(Coordinate labeling data)
————

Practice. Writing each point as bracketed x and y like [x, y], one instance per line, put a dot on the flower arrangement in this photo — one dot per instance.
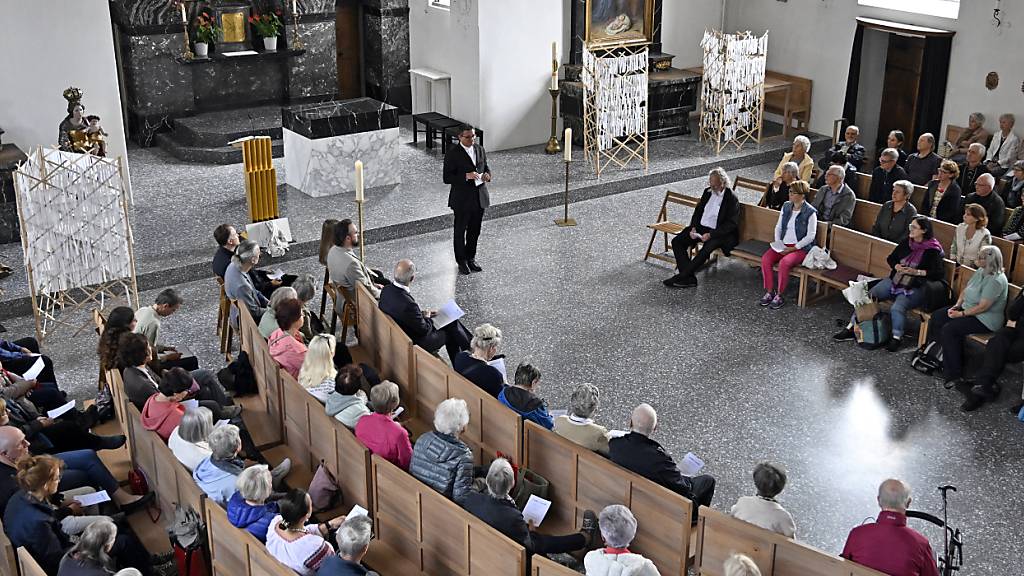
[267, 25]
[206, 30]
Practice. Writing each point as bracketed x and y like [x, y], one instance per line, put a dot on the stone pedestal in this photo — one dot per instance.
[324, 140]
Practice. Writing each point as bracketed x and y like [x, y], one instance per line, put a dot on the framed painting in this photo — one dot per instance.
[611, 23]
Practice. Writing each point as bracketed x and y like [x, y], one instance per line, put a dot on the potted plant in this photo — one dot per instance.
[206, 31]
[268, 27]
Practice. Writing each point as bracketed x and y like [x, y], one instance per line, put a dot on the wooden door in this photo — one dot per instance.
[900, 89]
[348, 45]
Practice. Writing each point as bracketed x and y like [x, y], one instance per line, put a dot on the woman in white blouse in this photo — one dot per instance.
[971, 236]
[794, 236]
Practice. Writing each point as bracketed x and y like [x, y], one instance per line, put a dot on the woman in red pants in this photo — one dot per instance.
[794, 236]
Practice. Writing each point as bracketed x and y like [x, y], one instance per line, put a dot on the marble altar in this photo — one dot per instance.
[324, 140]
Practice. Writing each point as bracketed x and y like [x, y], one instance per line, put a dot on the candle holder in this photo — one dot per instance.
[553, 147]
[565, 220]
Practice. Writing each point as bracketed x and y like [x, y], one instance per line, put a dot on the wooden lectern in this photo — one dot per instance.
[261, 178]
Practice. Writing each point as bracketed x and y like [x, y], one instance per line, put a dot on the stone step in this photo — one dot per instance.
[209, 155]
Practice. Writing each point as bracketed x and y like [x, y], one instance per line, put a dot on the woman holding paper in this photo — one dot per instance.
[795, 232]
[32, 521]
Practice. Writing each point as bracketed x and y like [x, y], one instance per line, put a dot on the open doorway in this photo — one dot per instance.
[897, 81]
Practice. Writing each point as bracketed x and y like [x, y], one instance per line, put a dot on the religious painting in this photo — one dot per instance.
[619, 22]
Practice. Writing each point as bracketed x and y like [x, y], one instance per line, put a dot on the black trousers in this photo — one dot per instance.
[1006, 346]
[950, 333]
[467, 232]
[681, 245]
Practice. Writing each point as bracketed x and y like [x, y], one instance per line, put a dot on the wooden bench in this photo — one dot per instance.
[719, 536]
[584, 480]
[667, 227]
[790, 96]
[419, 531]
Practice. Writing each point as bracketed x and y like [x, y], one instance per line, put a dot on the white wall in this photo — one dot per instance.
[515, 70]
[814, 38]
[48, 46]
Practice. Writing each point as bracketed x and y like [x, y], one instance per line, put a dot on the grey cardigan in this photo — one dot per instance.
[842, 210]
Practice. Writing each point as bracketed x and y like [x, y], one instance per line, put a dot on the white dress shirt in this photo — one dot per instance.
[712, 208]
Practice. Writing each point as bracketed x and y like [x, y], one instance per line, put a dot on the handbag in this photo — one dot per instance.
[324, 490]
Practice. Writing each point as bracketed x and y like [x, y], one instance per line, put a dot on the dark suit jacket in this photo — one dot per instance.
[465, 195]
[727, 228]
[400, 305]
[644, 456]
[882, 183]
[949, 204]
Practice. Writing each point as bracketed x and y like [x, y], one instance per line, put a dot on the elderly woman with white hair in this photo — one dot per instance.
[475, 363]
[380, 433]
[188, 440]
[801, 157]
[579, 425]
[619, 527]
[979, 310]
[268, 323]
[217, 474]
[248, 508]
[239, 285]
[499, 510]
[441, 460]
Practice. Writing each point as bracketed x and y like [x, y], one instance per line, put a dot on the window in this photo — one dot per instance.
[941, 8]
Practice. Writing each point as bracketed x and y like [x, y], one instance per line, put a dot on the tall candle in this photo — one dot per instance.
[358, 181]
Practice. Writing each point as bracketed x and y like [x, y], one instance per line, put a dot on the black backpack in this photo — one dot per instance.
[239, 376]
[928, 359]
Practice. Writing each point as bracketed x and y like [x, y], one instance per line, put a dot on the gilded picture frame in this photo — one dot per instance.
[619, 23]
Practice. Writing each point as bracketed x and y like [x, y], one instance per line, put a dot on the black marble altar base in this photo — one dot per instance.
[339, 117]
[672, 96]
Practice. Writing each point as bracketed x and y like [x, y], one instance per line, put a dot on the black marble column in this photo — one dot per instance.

————

(Written task) Format as a numbered list the lines from the one containing "on the window" through the end of the material, leaving out any blank lines.

(The response)
1. Practice. Writing each point as bracketed x and y like [x, y], one instance per line, put a dot on the window in this photo — one dot per instance.
2. [941, 8]
3. Practice. Writing each point as bracketed x and y like [x, y], one instance per line, put a dot on the tall candle in this photo — one dot per instance.
4. [358, 181]
5. Practice. Writing each point as bracketed x and y like [x, y], one instance per line, put a dot on the black backpack in this photo — one dot per instance.
6. [239, 376]
7. [928, 359]
8. Practice. Writing each point as bracketed x and y like [x, y], one instance per line, put a dot on the gilded picture frame in this photo — one dot per instance.
9. [619, 23]
10. Practice. Writing each point as bracketed x and y like [x, y], one instance per line, put a dot on the black marble altar base in this photo — one dot per instance.
11. [339, 117]
12. [672, 96]
13. Practice. Writing each point as bracketed x and y like [x, y], one instance per line, put a dot on the black marble column in this photo — one dot per instance.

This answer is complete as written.